DATASET RECORDS:
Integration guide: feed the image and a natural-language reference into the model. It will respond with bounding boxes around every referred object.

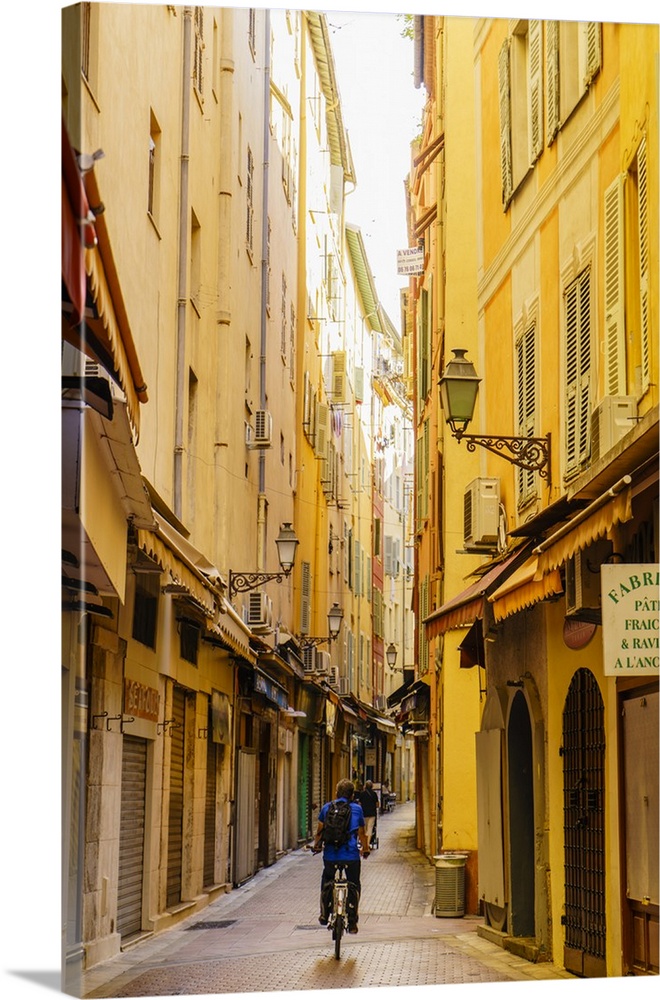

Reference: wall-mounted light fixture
[229,521,298,600]
[296,603,344,649]
[438,348,550,479]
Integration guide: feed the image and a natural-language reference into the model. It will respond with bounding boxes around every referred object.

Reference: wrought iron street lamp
[296,603,344,649]
[229,521,298,600]
[438,348,550,479]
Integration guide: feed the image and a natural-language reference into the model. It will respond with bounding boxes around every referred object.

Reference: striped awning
[137,514,220,618]
[534,476,632,578]
[488,555,564,622]
[423,546,529,639]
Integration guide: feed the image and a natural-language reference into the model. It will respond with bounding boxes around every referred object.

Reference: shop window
[179,618,201,666]
[133,573,160,649]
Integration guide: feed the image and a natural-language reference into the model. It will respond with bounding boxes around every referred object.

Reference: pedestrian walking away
[312,778,370,934]
[356,781,378,847]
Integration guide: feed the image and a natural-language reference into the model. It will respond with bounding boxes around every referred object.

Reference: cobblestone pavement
[82,803,573,998]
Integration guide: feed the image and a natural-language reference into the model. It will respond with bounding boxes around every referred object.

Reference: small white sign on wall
[600,563,660,677]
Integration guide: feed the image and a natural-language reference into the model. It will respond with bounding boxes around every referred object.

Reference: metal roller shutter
[204,743,218,885]
[117,736,147,937]
[167,687,186,906]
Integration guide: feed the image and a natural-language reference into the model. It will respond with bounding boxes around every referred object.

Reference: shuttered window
[637,138,651,392]
[527,20,543,163]
[545,21,560,146]
[516,326,538,505]
[419,576,429,674]
[564,268,592,476]
[300,562,312,635]
[604,177,626,396]
[497,38,513,208]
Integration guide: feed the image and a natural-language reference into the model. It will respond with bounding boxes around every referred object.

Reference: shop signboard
[600,563,660,677]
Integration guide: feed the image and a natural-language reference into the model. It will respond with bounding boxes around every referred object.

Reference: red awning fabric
[62,121,97,325]
[424,545,529,639]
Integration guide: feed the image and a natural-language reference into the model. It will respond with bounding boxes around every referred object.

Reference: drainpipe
[257,9,270,569]
[174,7,193,519]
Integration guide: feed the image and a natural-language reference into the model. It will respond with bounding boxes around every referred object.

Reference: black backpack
[321,799,351,847]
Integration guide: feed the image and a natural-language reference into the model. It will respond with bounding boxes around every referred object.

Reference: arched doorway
[561,667,606,977]
[507,691,536,937]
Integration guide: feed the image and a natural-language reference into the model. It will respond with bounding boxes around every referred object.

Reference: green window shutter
[516,326,537,502]
[528,20,543,163]
[584,21,602,88]
[604,177,626,396]
[300,562,312,635]
[545,21,560,146]
[498,38,513,208]
[314,403,328,459]
[637,138,651,392]
[565,268,591,474]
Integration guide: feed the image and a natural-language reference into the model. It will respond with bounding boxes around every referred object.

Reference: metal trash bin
[433,851,467,917]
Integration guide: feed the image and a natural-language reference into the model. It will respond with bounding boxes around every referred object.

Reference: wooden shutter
[584,21,601,89]
[516,326,537,502]
[528,20,543,163]
[604,177,626,396]
[300,562,312,635]
[545,21,560,146]
[332,351,346,403]
[117,736,147,937]
[498,38,513,208]
[565,268,591,473]
[314,403,328,458]
[637,138,651,392]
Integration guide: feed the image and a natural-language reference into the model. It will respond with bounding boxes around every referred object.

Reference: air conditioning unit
[247,590,273,628]
[463,478,500,548]
[252,410,273,448]
[302,646,316,674]
[565,546,600,617]
[591,396,637,461]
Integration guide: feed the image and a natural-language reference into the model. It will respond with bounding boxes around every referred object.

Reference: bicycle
[328,861,350,959]
[308,845,358,959]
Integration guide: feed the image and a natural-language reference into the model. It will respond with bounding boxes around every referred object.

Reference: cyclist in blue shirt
[312,778,369,934]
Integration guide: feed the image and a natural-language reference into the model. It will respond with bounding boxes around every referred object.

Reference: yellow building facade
[411,17,658,977]
[62,3,412,992]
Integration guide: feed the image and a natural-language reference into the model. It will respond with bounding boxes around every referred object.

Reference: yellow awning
[534,476,632,579]
[488,556,564,622]
[138,516,220,617]
[85,249,140,440]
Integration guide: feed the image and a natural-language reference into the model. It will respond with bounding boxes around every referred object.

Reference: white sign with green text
[600,563,660,677]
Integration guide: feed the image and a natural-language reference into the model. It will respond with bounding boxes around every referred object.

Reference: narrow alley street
[82,802,573,998]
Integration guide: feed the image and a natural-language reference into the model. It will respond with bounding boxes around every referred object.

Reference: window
[133,573,160,649]
[545,21,602,145]
[280,272,287,359]
[564,267,592,476]
[630,136,651,393]
[248,7,257,59]
[417,277,433,403]
[190,210,202,315]
[498,20,543,207]
[300,562,312,635]
[147,111,161,222]
[516,322,538,506]
[193,7,204,98]
[178,618,201,666]
[245,146,254,254]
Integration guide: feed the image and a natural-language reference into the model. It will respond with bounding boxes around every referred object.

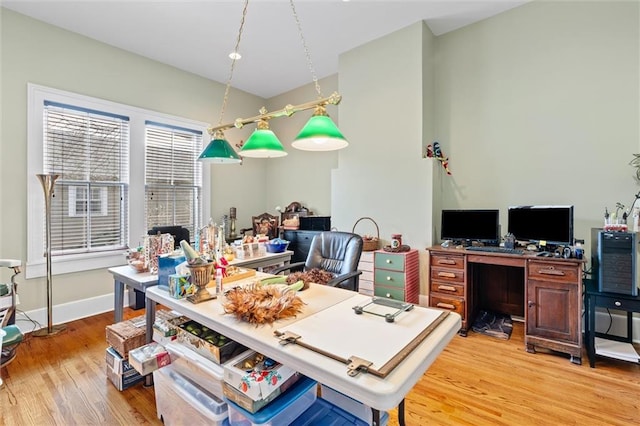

REQUIREMENT:
Pick out every line in the items above that contains the word "yellow", and copy each of those lines.

RESULT FOR THIS EXERCISE:
Reference: yellow building facade
Reference: yellow awning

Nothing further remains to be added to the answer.